• **Exercise**
Extend the article below on Apple's legal fight with Samsung, picking up right after its final sentence.

The core of Apple’s litigation with Samsung stems from a very real problem: Samsung is getting stronger at Apple’s expense. Apple has resorted to litigation to offset this problem. If Samsung manages to take a bite of Apple, it wouldn’t be the first victim. The Korean company pretty much did the exact same thing to Sony in the TV market. While I could argue most of Sony’s problems originated in Sony, Samsung is clearly making these problems worse.
In the long term, the issue of copying can kill an industry, particularly with a company like Apple that builds markets. On the other hand, Apple needs to realize very quickly that it will need to up its game to overcome the issue, not just lawyer up. Samsung and others have learned to game the system. If Apple doesn’t adjust for that, it will end in deep, Sony-level trouble.
Apple was built on theft
Both Apple and Microsoft essentially built their businesses on technologies stolen from Xerox’s PARC. Apple took the ideas for the mouse and graphical user interface from Xerox, and Microsoft in turn took them from Apple. But this was almost a case of stealing someone’s garbage; Xerox’s PARC, like a lot of labs, didn’t have a clue what to do with much of what was developed. The company thought GUIs and mice were stupid and useless. You could also argue that, had Apple licensed these technologies rather than stealing them, it might have received exclusive rights and been able to block Windows in court. Of course, it’s hard to tell. Alternately, offering to license the technologies might have shown Xerox the value, and it might have charged Apple more than the fledgling company could afford. Or, it may have just licensed the technology to Microsoft earlier, which would have likely caused Apple to fail in the 1980s.
So Apple was built on theft, but it still performed the hard work to build the market. In other words, Apple’s investment to build PCs was much higher than Xerox’s.
Samsung is a better thief
Samsung doesn’t build markets. It enters after a market is built, then games it to take a leadership position. While this hasn’t worked with PCs (that segment is just too diverse now), it pulled it off with TVs, taking the market from Sony. (You could also argue Sony did the same thing to RCA.) Samsung also appears to have done it with smartphones like the iPhone, and it is trying to do it with tablets.
If you look at a Galaxy 10 tablet and hold it against an iPad, I think you will see that Samsung effectively made a better-looking iPad. A friend of mine bought one the other day and commented, “I can’t figure out how to get the damn thing to work.” While the appearance of the two products is similar – Samsung’s may even be better looking — the user experience with the Galaxy 10 is far worse. That means the consumer is getting screwed.

• **Data**
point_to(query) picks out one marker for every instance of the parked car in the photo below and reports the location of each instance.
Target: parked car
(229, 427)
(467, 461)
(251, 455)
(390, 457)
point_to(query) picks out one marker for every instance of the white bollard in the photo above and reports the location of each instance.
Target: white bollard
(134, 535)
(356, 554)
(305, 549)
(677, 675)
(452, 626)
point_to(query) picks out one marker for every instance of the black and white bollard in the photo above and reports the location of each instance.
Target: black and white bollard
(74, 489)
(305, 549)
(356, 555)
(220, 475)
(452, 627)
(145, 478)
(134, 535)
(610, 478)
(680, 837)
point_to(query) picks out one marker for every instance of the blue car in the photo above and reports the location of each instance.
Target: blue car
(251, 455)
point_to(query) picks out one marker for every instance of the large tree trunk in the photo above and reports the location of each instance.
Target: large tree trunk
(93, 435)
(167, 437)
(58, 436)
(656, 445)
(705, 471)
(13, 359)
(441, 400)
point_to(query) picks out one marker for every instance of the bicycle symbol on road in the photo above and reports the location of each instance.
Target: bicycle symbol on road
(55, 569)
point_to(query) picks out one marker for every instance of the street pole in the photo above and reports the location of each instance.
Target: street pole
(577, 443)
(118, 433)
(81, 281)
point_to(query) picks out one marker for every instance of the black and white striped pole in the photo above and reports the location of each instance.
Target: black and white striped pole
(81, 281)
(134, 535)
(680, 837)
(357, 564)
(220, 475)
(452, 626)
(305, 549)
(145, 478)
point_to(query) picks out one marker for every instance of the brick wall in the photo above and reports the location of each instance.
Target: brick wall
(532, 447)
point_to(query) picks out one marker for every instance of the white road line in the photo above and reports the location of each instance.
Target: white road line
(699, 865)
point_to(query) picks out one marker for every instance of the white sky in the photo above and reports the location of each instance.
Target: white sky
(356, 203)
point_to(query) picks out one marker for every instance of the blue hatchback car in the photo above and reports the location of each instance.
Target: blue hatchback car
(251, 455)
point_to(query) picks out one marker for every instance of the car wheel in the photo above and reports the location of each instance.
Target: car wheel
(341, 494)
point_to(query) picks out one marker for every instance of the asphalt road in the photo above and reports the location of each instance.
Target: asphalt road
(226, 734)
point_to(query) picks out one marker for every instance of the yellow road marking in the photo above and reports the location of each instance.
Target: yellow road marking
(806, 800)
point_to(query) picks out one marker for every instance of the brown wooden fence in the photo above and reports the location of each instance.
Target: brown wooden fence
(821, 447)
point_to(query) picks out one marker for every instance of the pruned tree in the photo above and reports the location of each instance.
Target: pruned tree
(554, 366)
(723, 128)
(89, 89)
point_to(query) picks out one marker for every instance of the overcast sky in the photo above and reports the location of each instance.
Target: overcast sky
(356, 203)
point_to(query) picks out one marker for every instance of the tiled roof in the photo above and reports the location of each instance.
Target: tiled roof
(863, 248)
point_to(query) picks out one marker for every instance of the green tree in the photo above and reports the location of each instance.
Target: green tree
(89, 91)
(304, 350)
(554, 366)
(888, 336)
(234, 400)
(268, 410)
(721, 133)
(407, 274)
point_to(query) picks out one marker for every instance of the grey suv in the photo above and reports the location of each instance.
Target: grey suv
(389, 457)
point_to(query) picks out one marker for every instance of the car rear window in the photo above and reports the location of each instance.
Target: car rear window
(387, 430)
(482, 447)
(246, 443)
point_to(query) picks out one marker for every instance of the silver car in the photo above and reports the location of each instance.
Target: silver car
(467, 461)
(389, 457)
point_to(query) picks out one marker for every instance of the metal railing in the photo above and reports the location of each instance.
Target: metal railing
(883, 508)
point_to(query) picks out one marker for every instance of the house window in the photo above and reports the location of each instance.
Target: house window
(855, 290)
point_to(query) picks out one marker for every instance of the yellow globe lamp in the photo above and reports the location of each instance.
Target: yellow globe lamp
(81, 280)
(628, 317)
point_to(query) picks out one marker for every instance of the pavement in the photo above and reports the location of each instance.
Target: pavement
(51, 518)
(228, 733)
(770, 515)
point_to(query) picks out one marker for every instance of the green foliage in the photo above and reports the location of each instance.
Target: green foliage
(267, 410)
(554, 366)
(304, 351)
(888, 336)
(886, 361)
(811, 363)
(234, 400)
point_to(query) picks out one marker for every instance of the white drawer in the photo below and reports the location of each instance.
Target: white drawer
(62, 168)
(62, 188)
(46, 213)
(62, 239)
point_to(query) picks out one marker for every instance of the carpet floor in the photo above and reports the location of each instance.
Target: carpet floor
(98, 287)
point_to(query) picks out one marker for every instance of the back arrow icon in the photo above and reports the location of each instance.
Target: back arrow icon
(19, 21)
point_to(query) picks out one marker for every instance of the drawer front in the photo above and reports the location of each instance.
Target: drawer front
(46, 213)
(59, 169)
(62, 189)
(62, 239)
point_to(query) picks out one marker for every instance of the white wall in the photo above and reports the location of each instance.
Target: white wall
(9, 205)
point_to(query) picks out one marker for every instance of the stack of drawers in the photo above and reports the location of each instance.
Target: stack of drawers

• **Exercise answer**
Now, you could blame this on Google, which clearly made a poor copy of iOS. But this is very different than what Apple initially did when it ripped off Xerox. Apple built the market with a ton of money and hard work. Samsung is attempting to steal existing value with an inferior product.
This is how Asian companies originally moved into automotive and consumer-electronics markets. They initially build good-looking cheap crap, and over time, improved quality so much so that Lexus is now the top-rated car in the US. Hyundai is trending to eventually match Lexus. Sony eventually displaced RCA and GE as top consumer technology providers, and in both cases accepted the responsibility to build markets with their leadership.
The Samsung problem
Samsung still appears to be slip streaming on the work of others. The company should be driving the TV market, but its leadership in the segment appears to have helped stall progress instead. Samsung doesn’t know how to drive markets after it conquers them, which isn’t great for consumers. If it significantly beats everyone else in smartphones and tablets, we would likely see those markets stagnate as well. That would be bad for everyone, including Samsung.
In addition, Samsung still seems to want to game the market rather than put in good value. It could do what Amazon did and create a massively improved user experience on their products to match or even exceed Apple’s, but that would cost money. It would rather let Apple do the work. To Samsung, “customer satisfaction” apparently just means assuring that no one gets vocal enough to drive away new customers.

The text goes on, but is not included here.